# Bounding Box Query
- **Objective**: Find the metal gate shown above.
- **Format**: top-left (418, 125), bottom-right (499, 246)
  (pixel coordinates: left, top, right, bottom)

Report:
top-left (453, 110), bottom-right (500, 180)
§ §
== Qué hacer ==
Pasa todas las líneas de los ítems de arriba a una tabla en Markdown con las columnas «Núm», para el número de fila, y «Línea», para el texto de cada línea. Deja fuera las líneas en blanco.

== Respuesta escrita ==
| Núm | Línea |
|---|---|
| 1 | # Bounding Box Query |
| 2 | - **Objective**: Find the metal gate shown above. |
| 3 | - **Format**: top-left (418, 125), bottom-right (499, 246) |
| 4 |   (pixel coordinates: left, top, right, bottom) |
| 5 | Report: |
| 6 | top-left (453, 110), bottom-right (500, 180) |